Quote the data word for word, from the line with "Target: red wooden house" to the line with "418 260 L 418", including both of those lines.

--- Start of LISTED RECORDS ---

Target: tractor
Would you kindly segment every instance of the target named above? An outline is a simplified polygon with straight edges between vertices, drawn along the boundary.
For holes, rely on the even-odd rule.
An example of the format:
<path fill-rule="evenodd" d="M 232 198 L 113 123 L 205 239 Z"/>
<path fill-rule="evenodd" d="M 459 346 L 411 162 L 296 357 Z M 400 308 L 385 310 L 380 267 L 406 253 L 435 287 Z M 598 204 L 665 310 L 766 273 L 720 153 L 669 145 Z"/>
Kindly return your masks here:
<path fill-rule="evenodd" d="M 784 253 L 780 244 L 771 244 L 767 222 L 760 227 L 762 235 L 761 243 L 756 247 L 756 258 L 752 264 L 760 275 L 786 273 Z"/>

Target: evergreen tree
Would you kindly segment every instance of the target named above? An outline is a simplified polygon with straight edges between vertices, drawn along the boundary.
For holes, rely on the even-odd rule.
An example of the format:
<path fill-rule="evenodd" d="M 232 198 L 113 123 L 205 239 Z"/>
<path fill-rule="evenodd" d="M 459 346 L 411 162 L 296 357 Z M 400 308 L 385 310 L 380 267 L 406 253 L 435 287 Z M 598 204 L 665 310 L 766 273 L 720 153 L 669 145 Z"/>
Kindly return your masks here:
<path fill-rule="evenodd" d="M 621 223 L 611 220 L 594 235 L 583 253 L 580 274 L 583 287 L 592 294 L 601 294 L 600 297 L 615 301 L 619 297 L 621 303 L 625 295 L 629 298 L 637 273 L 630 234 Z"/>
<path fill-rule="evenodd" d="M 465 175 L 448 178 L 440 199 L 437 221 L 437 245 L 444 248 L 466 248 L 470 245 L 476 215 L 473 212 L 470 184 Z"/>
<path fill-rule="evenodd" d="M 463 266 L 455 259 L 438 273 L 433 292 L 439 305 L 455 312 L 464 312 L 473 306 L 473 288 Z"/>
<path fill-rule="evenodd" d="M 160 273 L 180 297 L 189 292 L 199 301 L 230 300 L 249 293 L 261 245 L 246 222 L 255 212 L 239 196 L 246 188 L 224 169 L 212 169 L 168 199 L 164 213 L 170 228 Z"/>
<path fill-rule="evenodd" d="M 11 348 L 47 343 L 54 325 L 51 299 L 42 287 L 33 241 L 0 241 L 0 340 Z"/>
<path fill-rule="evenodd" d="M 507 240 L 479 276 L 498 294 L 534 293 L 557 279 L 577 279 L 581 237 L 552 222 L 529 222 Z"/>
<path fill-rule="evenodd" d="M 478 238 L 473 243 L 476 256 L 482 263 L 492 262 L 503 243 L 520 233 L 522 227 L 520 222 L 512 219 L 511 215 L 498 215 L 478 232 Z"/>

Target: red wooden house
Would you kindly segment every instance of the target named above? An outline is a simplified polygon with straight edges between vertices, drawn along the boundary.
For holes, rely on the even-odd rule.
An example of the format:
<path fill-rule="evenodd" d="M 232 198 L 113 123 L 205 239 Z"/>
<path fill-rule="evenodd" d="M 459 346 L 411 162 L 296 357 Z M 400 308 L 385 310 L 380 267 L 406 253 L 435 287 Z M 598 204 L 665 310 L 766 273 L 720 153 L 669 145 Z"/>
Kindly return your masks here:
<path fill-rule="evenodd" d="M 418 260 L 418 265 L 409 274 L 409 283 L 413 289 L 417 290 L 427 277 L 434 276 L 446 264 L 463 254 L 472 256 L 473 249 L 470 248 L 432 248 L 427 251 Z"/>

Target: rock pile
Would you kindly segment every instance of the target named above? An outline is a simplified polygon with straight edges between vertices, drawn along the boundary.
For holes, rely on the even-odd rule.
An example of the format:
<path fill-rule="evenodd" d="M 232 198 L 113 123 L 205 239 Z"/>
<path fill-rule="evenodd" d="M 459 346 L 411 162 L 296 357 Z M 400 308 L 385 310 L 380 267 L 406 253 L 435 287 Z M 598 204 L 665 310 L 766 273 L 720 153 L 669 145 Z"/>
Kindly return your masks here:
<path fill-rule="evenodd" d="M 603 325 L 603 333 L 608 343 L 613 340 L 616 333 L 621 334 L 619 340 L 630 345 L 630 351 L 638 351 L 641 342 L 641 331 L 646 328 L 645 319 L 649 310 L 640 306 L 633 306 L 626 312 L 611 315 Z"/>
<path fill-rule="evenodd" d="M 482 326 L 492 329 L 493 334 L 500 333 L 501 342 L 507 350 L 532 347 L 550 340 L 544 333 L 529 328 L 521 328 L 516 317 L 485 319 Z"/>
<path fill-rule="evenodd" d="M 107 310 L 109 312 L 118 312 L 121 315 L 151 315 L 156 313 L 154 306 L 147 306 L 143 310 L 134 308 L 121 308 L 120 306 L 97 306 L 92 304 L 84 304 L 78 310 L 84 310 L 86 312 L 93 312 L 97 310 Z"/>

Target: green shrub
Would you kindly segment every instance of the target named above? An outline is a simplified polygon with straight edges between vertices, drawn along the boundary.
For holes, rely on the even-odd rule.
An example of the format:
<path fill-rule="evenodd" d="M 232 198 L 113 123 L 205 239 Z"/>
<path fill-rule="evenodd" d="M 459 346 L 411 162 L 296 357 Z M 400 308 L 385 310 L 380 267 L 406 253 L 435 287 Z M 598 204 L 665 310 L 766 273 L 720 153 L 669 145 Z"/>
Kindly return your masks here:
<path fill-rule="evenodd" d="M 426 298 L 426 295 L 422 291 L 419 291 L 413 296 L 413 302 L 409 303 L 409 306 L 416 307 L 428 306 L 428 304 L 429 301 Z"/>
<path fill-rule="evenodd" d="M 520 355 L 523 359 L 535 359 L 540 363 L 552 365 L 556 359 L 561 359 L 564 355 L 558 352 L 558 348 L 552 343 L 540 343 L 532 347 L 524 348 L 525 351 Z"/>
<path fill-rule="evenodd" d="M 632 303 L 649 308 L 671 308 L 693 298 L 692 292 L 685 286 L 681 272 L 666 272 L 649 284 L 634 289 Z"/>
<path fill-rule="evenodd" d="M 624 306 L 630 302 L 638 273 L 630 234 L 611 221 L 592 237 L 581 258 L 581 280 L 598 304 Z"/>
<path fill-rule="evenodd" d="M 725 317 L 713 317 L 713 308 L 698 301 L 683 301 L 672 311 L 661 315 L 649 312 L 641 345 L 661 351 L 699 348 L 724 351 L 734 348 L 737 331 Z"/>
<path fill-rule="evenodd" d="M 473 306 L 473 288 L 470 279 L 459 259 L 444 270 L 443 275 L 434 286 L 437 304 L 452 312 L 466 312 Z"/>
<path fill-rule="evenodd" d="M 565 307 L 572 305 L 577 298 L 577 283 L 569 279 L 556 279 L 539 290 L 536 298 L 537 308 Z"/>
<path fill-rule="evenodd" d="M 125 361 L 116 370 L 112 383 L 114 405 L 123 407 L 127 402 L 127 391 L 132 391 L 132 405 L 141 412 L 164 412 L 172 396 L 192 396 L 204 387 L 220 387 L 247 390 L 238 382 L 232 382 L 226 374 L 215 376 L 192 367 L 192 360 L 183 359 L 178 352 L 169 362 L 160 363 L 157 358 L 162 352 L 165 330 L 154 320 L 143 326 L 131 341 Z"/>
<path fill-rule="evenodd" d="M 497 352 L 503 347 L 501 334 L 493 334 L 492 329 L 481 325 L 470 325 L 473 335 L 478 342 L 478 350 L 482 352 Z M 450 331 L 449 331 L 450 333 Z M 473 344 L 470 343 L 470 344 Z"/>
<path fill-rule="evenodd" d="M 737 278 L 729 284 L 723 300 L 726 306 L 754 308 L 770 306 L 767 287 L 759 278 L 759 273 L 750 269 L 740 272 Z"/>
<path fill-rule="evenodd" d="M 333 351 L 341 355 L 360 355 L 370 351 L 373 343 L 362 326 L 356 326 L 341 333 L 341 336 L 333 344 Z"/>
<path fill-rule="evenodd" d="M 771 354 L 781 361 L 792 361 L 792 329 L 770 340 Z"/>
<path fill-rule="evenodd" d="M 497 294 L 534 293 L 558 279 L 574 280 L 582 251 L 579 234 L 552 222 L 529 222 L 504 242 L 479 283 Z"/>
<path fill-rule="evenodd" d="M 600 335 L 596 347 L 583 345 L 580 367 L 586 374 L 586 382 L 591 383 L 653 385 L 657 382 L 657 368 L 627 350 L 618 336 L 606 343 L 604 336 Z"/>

--- End of LISTED RECORDS ---

## RESULT OF THIS TASK:
Target: red wooden house
Would you kindly segment every instance of the target named above? An outline is a simplified polygon with straight edges between vertices, drawn along the boundary.
For holes, rely on the even-odd rule.
An example of the format:
<path fill-rule="evenodd" d="M 232 198 L 113 123 L 205 239 Z"/>
<path fill-rule="evenodd" d="M 459 346 L 411 162 L 296 357 Z M 400 308 L 385 310 L 380 267 L 406 253 L 435 287 Z M 598 204 L 665 310 L 766 273 L 720 153 L 669 145 Z"/>
Kindly return your masks here:
<path fill-rule="evenodd" d="M 418 260 L 418 265 L 409 274 L 409 283 L 413 289 L 417 290 L 427 277 L 434 276 L 446 264 L 463 254 L 472 256 L 473 249 L 470 248 L 432 248 L 427 251 Z"/>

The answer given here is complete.